**Text shown**

—————

Florida man returned to Eagle County in carfentanyl OD case
EAGLE — A Florida man is back in the Eagle County jail for his alleged part in the drug overdose deaths of two Blue Lake men.
A grand jury indicted Samuel Brunelus for assault charges in a pair of overdose deaths in March 2017.
District Court Judge Fred Gannett released Brunelus and dismissed manslaughter charges during a November 2017 preliminary hearing, saying there was not enough evidence to bring Brunelus to trial.
Last year, a grand jury indicted Brunelus on assault charges in connection with the deaths. He fought extradition from Florida back to Colorado, and spent about eight months in a Florida jail before he was transferred to Eagle County last week.
Brunelus, 24, faces allegations that he participated in shipping pills laced with carfentanyl from Florida to Eagle County, and that those pills killed two Roaring Fork Valley men.
The Colorado Bureau of Investigation confirmed that the capsules contained heroin laced with carfentanyl. A carfentanyl particle the size of a grain of sand or salt could be fatal, Veldheer said.
Carfentanyl is a synthetic opioid powerful enough to tranquilize elephants. It is surfacing in more and more communities and is often disguised as heroin, said Drug Enforcement Administration Acting Administrator Chuck Rosenberg.
‘They just dropped’
Around 5 a.m. the morning of March 24, 2017, Michael Martinez, 26, and Camillo Sanchez, 30, were found dead by a fourth man living in a Blue Lake home shared with Sanchez, Martinez and Alexander Raywood.
The fourth man woke up just before 5 a.m., checked the Roaring Fork Transportation Authority bus schedule, walked to his room and then to the kitchen, where he saw Sanchez on the kitchen floor, his face covering a heating vent, Eagle County Sheriff’s detective George Dow said.
Sanchez was “stiff and cold to the touch,” Dow said.
The man checked around the house and found Martinez, also “cold and stiff to the touch,” Dow said.
Both died quickly and, it seemed, in the same manner, Detective Aaron Veldheer said. There was no sign of a struggle or fight, Veldheer said.
“They just dropped,” he said.
Raywood was found on the couch, still alive but making gurgling sounds, Dow testified.

—————

**Task goal**
Continue the news story about the carfentanyl overdose case from where the text stops.

[Excerpts from a dataset]
—————

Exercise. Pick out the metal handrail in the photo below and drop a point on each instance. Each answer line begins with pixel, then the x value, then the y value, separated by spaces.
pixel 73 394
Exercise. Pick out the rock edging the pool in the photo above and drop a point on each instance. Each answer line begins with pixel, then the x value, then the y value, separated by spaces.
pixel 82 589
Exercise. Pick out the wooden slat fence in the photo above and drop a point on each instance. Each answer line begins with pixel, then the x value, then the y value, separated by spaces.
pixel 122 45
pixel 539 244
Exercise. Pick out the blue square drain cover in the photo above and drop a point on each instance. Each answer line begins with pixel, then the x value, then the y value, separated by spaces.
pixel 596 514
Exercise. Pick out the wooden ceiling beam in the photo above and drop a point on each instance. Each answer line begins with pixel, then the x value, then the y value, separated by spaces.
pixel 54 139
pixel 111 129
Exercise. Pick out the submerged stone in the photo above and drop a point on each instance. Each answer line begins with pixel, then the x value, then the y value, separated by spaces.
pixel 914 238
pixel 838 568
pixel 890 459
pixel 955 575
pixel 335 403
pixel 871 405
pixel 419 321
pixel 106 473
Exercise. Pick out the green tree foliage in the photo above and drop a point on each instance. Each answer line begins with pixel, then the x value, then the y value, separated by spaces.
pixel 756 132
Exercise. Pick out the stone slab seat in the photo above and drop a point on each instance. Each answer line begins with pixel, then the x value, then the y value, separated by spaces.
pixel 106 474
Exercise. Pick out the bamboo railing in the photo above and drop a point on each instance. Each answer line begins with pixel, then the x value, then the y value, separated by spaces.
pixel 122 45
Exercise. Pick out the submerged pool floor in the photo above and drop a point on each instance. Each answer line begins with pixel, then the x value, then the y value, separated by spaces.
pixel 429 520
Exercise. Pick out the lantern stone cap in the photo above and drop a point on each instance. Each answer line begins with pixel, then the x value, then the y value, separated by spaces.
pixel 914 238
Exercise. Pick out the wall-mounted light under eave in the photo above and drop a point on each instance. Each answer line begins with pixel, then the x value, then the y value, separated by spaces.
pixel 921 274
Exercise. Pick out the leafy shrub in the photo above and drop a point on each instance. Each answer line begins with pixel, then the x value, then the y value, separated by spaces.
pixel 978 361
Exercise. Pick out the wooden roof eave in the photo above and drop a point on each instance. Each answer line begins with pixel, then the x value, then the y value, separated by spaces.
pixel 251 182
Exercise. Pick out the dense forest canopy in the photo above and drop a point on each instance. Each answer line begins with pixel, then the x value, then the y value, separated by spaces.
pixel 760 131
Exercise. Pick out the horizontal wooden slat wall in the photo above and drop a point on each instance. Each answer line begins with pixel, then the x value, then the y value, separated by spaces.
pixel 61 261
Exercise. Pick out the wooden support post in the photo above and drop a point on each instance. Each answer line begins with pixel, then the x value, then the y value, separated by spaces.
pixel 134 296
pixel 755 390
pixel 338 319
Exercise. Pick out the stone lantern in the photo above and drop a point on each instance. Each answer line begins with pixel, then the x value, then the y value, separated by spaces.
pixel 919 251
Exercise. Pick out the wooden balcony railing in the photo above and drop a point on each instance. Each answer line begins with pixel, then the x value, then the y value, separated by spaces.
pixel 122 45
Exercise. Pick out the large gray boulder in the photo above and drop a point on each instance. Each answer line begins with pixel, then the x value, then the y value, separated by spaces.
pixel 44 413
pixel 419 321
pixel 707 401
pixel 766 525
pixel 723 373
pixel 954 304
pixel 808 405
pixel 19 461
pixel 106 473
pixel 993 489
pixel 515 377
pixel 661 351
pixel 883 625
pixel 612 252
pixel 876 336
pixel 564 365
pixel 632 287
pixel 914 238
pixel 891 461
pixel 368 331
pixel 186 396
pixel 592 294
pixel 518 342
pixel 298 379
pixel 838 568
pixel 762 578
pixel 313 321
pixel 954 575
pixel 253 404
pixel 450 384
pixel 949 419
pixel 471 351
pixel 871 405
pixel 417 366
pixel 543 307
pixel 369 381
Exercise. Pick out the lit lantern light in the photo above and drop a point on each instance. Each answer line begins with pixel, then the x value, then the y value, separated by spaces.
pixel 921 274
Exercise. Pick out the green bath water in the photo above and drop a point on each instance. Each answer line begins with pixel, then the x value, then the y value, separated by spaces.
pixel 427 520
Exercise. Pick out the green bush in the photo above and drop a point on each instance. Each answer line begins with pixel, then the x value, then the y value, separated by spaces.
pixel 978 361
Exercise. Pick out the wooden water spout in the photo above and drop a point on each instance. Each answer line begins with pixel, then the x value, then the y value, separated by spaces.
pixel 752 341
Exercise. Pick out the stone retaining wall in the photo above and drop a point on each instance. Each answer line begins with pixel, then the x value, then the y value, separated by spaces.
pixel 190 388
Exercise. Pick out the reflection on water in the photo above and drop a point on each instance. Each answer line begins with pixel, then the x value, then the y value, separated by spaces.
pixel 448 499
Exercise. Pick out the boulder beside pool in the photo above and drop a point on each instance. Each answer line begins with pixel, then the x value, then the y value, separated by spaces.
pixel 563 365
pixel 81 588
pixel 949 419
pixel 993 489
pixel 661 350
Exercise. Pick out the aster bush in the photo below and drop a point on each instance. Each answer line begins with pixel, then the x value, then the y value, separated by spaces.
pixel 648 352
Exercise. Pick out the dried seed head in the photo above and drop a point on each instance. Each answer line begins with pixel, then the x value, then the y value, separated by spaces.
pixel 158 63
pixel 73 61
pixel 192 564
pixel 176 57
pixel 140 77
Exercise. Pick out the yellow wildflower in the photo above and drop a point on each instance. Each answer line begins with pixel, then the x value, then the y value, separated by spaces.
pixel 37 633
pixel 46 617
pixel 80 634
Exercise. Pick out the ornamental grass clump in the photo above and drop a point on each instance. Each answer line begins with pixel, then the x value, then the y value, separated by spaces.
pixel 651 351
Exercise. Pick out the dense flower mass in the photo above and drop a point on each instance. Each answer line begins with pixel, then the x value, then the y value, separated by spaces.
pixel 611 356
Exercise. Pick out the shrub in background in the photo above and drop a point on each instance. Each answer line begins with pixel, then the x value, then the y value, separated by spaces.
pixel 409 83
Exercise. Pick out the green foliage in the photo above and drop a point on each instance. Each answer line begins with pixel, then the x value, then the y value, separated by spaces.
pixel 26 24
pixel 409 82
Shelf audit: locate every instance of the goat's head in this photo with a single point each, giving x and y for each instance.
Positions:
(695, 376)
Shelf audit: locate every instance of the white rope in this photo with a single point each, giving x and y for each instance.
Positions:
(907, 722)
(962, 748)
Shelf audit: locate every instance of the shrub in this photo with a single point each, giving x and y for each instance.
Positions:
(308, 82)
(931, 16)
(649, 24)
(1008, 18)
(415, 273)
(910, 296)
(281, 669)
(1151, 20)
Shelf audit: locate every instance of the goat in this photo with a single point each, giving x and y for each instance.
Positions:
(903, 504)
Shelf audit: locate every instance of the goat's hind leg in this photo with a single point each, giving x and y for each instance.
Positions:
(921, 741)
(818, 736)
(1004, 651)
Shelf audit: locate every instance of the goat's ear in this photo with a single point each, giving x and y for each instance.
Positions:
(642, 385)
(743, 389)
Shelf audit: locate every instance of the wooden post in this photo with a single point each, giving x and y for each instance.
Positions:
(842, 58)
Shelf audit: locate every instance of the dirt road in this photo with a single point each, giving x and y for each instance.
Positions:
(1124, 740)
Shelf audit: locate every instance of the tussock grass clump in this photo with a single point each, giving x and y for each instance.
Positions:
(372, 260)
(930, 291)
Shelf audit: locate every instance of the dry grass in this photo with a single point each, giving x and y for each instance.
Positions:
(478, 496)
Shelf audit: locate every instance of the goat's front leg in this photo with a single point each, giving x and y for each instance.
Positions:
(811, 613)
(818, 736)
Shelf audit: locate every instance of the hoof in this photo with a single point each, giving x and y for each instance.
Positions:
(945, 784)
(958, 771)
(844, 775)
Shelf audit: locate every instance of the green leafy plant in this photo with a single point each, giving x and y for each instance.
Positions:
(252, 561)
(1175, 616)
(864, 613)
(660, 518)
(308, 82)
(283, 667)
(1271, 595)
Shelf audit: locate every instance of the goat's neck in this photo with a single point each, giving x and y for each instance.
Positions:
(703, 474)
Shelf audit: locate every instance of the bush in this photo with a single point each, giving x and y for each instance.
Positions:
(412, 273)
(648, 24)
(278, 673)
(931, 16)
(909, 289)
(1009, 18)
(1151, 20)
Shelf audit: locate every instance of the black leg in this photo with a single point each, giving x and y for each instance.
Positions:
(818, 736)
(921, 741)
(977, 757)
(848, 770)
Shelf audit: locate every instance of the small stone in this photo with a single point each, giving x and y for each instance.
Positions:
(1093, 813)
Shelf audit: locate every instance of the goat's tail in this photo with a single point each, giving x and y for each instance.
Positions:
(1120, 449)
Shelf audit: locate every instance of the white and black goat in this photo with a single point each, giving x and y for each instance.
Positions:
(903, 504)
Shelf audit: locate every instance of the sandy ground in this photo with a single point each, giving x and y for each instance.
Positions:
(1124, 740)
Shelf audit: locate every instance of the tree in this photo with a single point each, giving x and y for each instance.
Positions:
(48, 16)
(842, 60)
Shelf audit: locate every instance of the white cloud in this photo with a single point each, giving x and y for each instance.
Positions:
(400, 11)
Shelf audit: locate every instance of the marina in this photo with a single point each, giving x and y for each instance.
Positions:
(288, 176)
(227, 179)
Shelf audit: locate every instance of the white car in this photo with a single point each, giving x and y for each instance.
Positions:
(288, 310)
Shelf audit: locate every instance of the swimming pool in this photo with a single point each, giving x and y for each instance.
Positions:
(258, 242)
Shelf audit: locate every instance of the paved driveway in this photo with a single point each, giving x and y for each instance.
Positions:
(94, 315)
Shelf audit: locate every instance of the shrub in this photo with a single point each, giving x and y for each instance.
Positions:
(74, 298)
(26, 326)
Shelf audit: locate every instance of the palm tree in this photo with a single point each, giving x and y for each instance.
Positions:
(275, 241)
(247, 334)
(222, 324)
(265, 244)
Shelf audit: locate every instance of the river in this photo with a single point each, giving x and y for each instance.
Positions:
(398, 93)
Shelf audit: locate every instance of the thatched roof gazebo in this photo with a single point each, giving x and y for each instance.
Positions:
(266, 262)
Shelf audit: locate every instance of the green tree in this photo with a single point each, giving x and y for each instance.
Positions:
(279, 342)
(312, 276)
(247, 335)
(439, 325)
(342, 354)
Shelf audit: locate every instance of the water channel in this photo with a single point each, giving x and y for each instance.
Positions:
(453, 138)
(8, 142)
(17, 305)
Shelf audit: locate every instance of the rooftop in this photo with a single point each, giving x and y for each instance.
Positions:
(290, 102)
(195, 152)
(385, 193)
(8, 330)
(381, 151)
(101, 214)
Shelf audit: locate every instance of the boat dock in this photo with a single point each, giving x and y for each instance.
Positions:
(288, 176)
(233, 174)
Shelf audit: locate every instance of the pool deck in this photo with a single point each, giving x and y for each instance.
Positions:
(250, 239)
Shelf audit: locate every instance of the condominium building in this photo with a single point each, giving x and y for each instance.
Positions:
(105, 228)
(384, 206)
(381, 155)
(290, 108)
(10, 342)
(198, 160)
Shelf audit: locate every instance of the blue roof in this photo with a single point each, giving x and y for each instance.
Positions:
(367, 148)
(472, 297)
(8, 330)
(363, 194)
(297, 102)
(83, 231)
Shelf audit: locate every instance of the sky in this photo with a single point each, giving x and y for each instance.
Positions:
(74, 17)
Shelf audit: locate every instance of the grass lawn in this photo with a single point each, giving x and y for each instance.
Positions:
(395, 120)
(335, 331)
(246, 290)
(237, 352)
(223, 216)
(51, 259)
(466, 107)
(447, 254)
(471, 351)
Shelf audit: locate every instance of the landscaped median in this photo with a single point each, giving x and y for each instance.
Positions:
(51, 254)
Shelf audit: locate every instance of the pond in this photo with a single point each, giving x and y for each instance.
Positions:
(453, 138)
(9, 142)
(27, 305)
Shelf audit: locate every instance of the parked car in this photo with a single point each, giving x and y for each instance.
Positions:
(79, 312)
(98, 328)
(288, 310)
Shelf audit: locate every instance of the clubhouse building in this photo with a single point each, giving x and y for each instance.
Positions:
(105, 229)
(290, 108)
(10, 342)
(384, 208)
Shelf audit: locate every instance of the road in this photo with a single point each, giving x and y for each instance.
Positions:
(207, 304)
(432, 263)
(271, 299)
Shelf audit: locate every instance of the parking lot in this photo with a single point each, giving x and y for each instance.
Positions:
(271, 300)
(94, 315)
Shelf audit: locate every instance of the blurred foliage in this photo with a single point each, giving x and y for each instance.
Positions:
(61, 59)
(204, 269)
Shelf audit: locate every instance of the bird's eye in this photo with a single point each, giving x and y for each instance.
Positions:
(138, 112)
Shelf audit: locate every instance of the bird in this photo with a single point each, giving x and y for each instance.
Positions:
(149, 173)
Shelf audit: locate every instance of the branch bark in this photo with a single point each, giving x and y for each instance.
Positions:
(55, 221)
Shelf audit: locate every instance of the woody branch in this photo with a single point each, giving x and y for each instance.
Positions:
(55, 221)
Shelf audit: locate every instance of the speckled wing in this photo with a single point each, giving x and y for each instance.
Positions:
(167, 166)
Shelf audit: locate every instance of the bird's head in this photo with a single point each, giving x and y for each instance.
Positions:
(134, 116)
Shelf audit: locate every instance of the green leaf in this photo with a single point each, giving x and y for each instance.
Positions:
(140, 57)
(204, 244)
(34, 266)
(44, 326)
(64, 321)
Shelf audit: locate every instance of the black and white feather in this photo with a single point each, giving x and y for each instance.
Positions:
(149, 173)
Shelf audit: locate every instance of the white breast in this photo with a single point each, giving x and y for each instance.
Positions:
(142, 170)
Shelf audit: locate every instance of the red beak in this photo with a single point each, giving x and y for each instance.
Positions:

—————

**Reply to the exercise**
That fourth man called 911, and Eagle County Sheriff’s deputies were there in moments. They treated Raywood with Narcan, which counters the effects of an opiate overdose long enough to get the victim medical help, Veldheer testified. Raywood was rushed to Valley View Hospital in Glenwood Springs.
Veldheer said that during the initial investigation, he found a UPS package on Martinez’ bed, addressed to Sanchez. The return address was from Boca Raton, Florida. The package was shipped overnight on March 22, and delivered March 23, Veldheer said.
On one of Sanchez’ arms was scrawled a tracking number matching the one on the UPS shipping envelope, according to testimony.
A wire transfer for $180 for the purchase was made from Glenwood Springs to a man in Florida, according to testimony. That Florida man held onto the pills 23 hours before shipping them from Florida to the Roaring Fork Valley, according to testimony.
The pills were delivered at 9 p.m., March 23, 2017. Martinez and Sanchez’ bodies were found at 5 a.m. the next morning. When deputies searched the house, they found nine capsules on the living room coffee table, Veldheer said.
A fingerprint on the pill bottle belonged to Sanchez.
Veldheer said that during the investigation they found cellphones with a series of text messages arranging a heroin purchase. Sanchez was texting from a Florida phone number and has an address in Boca Raton.
Douglas said that in the 900 pages of discovery, 49 voicemails indicate that both Sanchez and the Florida man were drug dealers. Detectives asserted that Brunelus was included in those messages.